Copy the energy poll text from "Just over half" to "and June 18.", renaming "respondents" as "participants" throughout.

• _Excerpted text_:
- - - - -

And net support for building new nuclear to replace the stations being phased out has more than doubled, rising from 13 per cent more people in favour than against last year, to 29 per cent more now.
And despite a year that has seen increased protest against wind turbines, support for new onshore wind farms is high, though the margin by which it is favoured has fallen from 58 per cent in 2011 to 40 per cent in 2012. Offshore, by contrast, enjoys a difference in favour of 61 per cent.
Meanwhile, interest in climate and change and global warming has slipped 4 per cent over the past 12 months, to a margin of 21 per cent.
Vincent De Rivaz, EDF Energy’s chief executive, said: “The poll shows strong support for investment in low-carbon generation. I’m encouraged to see the positive result for nuclear.
“While backing for renewables remains strong, the fall from previous peaks highlights issues which need to be tackled.
“Nuclear and renewables are both needed to fill the energy gap and meet the country’s carbon reduction targets.
“While the decline in interest on climate change is worrying, the issue remains and has to be addressed.”
YouGov found 90 per cent think the UK should aim to be self-sufficient in energy, and 51 per cent believe nuclear energy has disadvantages, but the country needs it along with coal, gas and wind power.
Just over one in five (21 per cent) agree the most important thing is to stop any building of nuclear power stations, with 52 per cent disagreeing.
The survey asked which policy areas posed major challenges for Britain and the Government, and pensions came top, with 73 per cent of people agreeing, followed by health (66 per cent) and immigration (65 per cent).
Just over half of respondents believed energy was a major issue (52 per cent), but that was ahead of education (47 per cent), law and order (40 per cent) and transport (30 per cent).
YouGov surveyed 381 adults across the South West online, with the fieldwork undertaken between June 15 and June 18.

- - - - -

• _Dataset extract_:
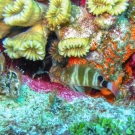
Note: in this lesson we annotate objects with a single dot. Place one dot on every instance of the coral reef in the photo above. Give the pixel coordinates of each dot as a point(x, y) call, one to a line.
point(3, 4)
point(58, 13)
point(32, 47)
point(113, 7)
point(38, 113)
point(102, 39)
point(10, 82)
point(131, 11)
point(22, 13)
point(67, 67)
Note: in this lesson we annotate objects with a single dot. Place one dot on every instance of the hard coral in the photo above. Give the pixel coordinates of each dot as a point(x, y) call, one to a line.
point(59, 12)
point(4, 29)
point(23, 13)
point(77, 47)
point(98, 7)
point(3, 4)
point(131, 10)
point(10, 82)
point(32, 47)
point(113, 7)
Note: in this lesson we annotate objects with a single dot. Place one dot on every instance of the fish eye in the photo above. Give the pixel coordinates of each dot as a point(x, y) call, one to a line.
point(100, 78)
point(8, 75)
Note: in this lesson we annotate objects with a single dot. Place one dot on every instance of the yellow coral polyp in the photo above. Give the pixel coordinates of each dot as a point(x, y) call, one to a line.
point(12, 46)
point(76, 47)
point(113, 7)
point(4, 3)
point(98, 7)
point(4, 29)
point(59, 12)
point(30, 44)
point(23, 13)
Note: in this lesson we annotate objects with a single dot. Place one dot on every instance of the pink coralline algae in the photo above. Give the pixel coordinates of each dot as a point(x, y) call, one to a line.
point(46, 86)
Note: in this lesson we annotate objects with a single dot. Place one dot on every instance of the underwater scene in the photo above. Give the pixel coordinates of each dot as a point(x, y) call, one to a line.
point(67, 67)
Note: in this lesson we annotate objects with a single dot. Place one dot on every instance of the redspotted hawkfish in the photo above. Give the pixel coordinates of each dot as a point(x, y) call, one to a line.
point(80, 76)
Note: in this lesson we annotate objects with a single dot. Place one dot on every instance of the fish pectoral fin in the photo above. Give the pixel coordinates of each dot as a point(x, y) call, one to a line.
point(77, 88)
point(113, 88)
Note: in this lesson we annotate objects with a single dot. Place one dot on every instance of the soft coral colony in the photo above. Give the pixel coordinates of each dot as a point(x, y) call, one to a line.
point(95, 40)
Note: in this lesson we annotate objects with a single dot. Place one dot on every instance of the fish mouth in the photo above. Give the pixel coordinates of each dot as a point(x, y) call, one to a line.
point(77, 47)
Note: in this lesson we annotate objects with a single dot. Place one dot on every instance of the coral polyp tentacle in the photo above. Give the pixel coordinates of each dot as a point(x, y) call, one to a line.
point(23, 13)
point(118, 7)
point(3, 4)
point(59, 12)
point(113, 7)
point(32, 47)
point(77, 47)
point(54, 52)
point(98, 7)
point(11, 46)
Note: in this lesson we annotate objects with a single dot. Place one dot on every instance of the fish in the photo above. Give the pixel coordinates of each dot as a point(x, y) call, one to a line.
point(79, 76)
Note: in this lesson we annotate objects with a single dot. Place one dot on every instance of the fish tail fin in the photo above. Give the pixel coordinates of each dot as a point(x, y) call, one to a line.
point(113, 88)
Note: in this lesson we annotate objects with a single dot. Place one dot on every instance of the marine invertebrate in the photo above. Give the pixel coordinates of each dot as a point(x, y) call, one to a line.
point(54, 52)
point(79, 76)
point(98, 7)
point(23, 13)
point(4, 29)
point(2, 63)
point(59, 12)
point(76, 47)
point(76, 60)
point(3, 4)
point(113, 7)
point(131, 11)
point(32, 47)
point(13, 83)
point(105, 21)
point(118, 7)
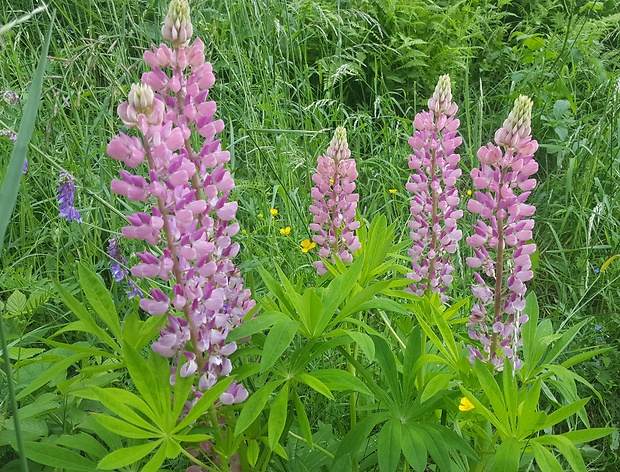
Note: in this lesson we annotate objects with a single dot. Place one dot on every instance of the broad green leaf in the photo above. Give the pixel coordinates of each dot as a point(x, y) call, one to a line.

- - - - -

• _Result_:
Just over half of participants believed energy was a major issue (52 per cent), but that was ahead of education (47 per cent), law and order (40 per cent) and transport (30 per cent).
YouGov surveyed 381 adults across the South West online, with the fieldwork undertaken between June 15 and June 18.